:: INSTRUCTIONS FOR THE TASK ::
All lines from the one holding "like point(156, 174)." down to the last line of the entries are to be reproduced exactly, with no other lines.

:: INPUT FOR THIS TASK ::
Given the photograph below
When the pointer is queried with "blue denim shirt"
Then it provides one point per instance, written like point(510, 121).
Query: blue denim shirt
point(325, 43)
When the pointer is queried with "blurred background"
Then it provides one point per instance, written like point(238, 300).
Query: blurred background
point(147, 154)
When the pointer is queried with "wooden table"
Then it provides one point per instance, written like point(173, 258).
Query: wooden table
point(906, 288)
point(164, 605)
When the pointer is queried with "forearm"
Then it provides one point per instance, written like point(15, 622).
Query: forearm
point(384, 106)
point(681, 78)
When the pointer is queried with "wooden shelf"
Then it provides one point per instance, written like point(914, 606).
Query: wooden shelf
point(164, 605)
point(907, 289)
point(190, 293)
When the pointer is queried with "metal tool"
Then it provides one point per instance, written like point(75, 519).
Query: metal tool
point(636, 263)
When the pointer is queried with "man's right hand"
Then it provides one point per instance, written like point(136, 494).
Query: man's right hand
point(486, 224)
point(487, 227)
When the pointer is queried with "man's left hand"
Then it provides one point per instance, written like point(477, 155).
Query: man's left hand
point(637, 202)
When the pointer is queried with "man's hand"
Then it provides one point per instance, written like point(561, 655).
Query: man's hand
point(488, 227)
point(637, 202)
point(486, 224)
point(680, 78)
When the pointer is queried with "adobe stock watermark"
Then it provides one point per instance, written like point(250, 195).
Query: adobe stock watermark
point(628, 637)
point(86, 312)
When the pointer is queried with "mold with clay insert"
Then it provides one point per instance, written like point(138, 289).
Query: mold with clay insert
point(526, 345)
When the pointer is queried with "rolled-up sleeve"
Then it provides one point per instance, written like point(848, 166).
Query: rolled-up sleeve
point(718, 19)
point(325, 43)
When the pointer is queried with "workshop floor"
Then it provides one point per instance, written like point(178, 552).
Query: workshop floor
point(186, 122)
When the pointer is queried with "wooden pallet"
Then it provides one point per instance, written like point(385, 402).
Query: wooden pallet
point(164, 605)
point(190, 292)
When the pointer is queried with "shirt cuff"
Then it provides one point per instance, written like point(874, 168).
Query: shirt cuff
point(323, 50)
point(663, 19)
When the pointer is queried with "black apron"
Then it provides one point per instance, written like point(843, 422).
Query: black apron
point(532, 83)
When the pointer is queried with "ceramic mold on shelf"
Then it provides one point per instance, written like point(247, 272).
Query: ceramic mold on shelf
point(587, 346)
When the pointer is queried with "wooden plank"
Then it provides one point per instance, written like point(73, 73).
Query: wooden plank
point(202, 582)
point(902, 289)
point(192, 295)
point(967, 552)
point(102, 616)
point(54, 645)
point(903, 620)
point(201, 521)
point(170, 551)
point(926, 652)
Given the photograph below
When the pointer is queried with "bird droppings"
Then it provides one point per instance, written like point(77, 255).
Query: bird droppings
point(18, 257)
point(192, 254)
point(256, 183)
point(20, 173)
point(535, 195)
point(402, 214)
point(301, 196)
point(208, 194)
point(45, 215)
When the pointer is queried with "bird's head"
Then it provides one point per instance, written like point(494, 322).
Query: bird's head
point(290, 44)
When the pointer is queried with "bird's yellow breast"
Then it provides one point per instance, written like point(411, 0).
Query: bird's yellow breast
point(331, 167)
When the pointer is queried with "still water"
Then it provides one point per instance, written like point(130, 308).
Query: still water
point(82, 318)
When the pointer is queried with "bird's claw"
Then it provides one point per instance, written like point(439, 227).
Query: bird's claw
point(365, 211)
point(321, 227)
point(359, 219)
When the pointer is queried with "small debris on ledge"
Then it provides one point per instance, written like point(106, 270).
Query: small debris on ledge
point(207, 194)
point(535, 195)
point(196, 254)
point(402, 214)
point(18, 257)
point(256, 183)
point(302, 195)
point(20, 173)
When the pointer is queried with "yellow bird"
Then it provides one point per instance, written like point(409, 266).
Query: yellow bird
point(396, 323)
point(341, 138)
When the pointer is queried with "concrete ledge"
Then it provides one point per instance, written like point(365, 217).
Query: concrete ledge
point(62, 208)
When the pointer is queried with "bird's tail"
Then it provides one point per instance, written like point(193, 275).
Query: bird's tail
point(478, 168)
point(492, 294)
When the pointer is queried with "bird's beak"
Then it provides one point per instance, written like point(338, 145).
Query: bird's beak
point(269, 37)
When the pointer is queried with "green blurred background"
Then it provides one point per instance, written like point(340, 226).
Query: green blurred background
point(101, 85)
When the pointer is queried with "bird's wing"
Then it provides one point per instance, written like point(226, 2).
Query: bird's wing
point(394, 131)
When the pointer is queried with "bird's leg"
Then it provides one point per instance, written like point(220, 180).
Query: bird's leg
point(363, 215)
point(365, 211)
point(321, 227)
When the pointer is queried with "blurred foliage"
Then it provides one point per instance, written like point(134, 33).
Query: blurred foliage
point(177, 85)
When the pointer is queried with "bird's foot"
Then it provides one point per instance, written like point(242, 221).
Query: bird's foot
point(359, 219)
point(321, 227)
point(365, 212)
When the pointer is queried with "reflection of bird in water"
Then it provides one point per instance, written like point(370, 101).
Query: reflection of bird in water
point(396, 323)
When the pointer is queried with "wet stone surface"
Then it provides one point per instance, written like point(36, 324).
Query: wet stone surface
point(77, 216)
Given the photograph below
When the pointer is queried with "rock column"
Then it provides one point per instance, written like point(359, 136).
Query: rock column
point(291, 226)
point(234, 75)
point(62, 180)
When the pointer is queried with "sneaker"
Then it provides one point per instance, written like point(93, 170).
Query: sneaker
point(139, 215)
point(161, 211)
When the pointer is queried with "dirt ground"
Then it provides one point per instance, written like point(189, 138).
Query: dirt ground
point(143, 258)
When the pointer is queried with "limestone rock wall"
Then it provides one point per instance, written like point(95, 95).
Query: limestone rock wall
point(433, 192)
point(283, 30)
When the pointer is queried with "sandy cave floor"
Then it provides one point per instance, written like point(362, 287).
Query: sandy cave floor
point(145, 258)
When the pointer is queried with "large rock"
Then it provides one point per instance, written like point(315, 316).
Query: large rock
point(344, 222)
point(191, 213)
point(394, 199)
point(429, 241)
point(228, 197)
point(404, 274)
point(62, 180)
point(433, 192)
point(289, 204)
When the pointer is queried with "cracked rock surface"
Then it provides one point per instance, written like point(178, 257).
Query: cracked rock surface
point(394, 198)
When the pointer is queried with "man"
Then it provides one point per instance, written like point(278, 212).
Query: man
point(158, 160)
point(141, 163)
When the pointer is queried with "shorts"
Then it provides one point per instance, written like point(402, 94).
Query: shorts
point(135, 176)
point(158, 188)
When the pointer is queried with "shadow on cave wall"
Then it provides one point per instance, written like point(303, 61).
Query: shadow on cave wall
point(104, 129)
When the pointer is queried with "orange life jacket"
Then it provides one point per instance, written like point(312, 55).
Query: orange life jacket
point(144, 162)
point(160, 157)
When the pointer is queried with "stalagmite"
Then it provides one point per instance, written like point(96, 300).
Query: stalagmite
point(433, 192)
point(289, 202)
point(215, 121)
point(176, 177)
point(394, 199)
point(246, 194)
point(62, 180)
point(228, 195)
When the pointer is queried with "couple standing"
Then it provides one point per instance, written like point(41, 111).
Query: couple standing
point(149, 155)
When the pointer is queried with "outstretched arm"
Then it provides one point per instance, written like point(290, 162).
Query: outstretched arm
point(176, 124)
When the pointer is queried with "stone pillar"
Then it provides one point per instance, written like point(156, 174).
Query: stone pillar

:: RESPONSE ::
Then it provides one point per instance, written like point(156, 174).
Query: stone pillar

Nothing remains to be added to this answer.